> _Written exercise A_: Translate into Spanish this sentence from the network-on-chip patent text: "Integrated circuits can use a hardened NoC to route such high-speed traffic."
> _Written exercise B_:
Answer these questions from the network-on-chip patent text, one per line:
(i) In the method of claim 11, what does the non-blocking network provide between the sparse network and the second hardware entity?
(ii) What do the ingress logic blocks in the NoC execute?
(iii) What do typical NoC structures often fail to provide?
> _Written exercise C_: Write the next part of the network-on-chip patent text, picking up after its final sentence.

> _Selected extract_:
==========

10. The integrated circuit of claim 1 or claim 2, wherein the sparse network provides a first connection to the first hardware circuit that has less bandwidth than a second connection the non-blocking network provides to the second hardware circuit.

11. A method, comprising: providing a NoC that comprises a sparse network and a non-blocking network; receiving data from a first hardware entity at the sparse network in the NoC, wherein an intended destination of the data is a second hardware entity connected to the non-blocking network; transmitting the data through the sparse network to the non-blocking network; and transmitting the data through the non-blocking network to the second hardware entity, wherein the non-blocking network provides a localized interface between the sparse network and the second hardware entity.

Description:
LOCALIZED NOC SWITCHING INTERCONNECT FOR HIGH BANDWIDTH INTERFACES

TECHNICAL FIELD

Examples of the present disclosure generally relate to adding localized, non- blocking interconnects in a network on chip (NoC) for interfacing with high bandwidth elements.

BACKGROUND

A system on chip (SoC) (e.g., a field programmable gate array (FPGA), a programmable logic device (PLD), or an application specific integrated circuit (ASIC)) can contain a packet network structure known as a network on chip (NoC) to route data packets between logic blocks in the SoC - e.g., programmable logic blocks, processors, memory, and the like.

The NoC can include ingress logic blocks (e.g., primary circuits) that execute read or write requests to egress logic blocks (e.g., secondary circuits). Requirements for on-chip data movement have been increasing since devices now support high bandwidth interfaces like PCIe and high speed 10, and support high bandwidth memory systems such as high bandwidth memory (HBM2/3) or double date rate 5 (DDR5) random access memory (RAM). Integrated circuits can use a hardened NoC to route such high-speed traffic. However, typical NoC structures often do not provide the necessary switch density to efficiently and effectively use memories that require high bandwidth.

==========

> _Excerpted data_:
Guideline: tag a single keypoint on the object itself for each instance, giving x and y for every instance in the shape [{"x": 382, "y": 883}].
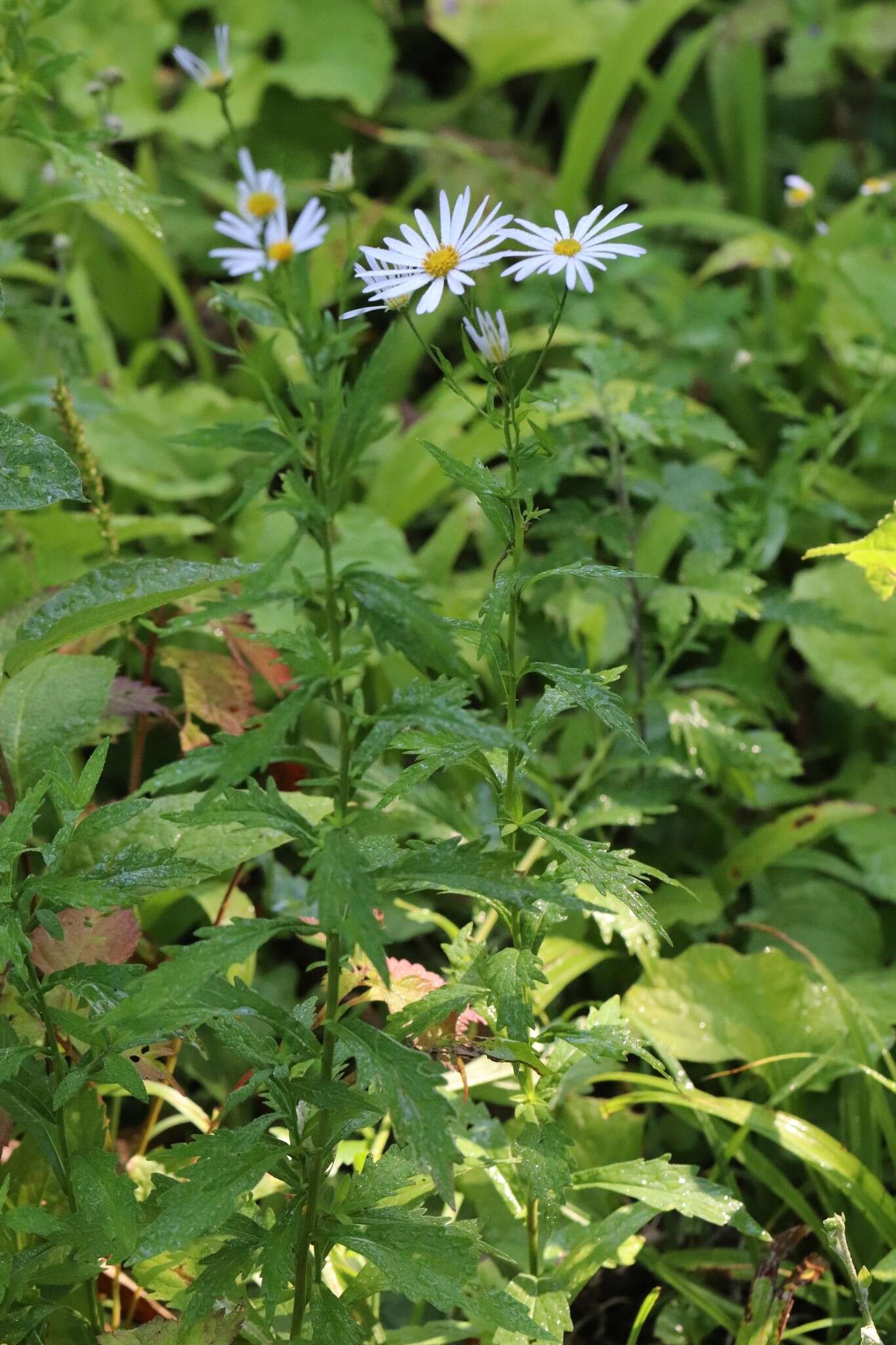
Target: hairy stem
[
  {"x": 333, "y": 940},
  {"x": 316, "y": 1173},
  {"x": 60, "y": 1071},
  {"x": 631, "y": 537}
]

==========

> _Task response A_: Los circuitos integrados pueden utilizar una NoC endurecida para encaminar dicho tráfico de alta velocidad.

> _Task response B_:
(i) A localized interface.
(ii) Read or write requests to egress logic blocks.
(iii) The necessary switch density to efficiently and effectively use memories that require high bandwidth.

> _Task response C_:
SUMMARY

Techniques for operating a sparse network and a non-blocking network in a NoC are described. One example is an integrated circuit that includes a first hardware entity, a second hardware entity, and a NoC providing connectivity between the first and second hardware entities. The NoC includes a sparse network coupled to the first hardware entity and a non-blocking network coupled to the second hardware entity where the non-blocking network provides a localized interface between the sparse network and the second hardware entity.

One example described herein is an integrated circuit that includes a first hardware circuit, a second hardware circuit, and a NoC providing connectivity between the first and second hardware circuits. The NoC includes a sparse network coupled to the first hardware circuit and a non-blocking network coupled to the second hardware circuit where the non-blocking network provides a localized interface between the sparse network and the second hardware circuit.

One example described herein is a method that includes providing a NoC that includes a sparse network and a non-blocking network, receiving data from a first hardware entity at the sparse network in the NoC where an intended destination of the data is a second hardware entity connected to the non-blocking network, transmitting the data through the sparse network to the non-blocking network, and transmitting the data through the non-blocking network to the second hardware entity where the non-blocking network provides a localized interface between the sparse network and the second hardware entity.

BRIEF DESCRIPTION OF DRAWINGS

So that the manner in which the above recited features can be understood in detail, a more particular description, briefly summarized above, may be had by reference to example implementations, some of which are illustrated in the appended drawings. It is to be noted, however, that the appended drawings illustrate only typical example implementations and are therefore not to be considered limiting of its scope.

Fig. 1 is a block diagram of an integrated circuit with a NoC that includes a sparse network and a non-blocking network, according to an example.

Fig. 2 is a block diagram of an IC with a NoC that includes a localized interconnect for FIBM, according to examples.

Fig. 3 is a block diagram of the crossbar illustrated in Fig. 2, according to an example.

Fig. 4 is a block diagram of the crossbar illustrated in Fig. 3, according to an example.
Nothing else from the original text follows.